**Exercice proposé:** Indiquez combien de lignes des données ci-dessous contiennent le mot « Report », en respectant la casse. Donnez seulement ce nombre.

**Données fournies:**
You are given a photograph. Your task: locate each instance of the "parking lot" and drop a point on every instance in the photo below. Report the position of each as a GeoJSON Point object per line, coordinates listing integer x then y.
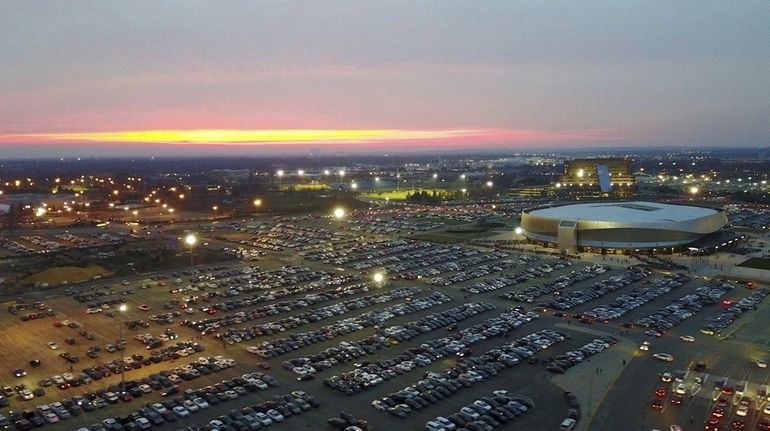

* * *

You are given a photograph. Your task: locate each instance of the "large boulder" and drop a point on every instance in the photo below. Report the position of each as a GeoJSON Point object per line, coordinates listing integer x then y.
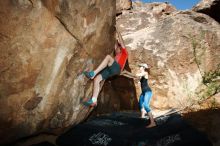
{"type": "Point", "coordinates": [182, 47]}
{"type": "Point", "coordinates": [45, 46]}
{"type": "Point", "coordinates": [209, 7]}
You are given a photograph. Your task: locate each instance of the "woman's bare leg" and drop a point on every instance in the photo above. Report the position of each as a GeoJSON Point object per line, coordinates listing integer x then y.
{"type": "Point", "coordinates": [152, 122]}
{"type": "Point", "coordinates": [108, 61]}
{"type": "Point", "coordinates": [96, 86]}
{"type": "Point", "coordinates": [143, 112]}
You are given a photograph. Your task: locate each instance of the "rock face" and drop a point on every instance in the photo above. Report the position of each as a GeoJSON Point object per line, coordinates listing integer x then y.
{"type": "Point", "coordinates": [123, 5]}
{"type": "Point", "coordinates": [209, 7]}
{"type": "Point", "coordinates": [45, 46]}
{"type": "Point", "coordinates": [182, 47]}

**Corrigé:** 4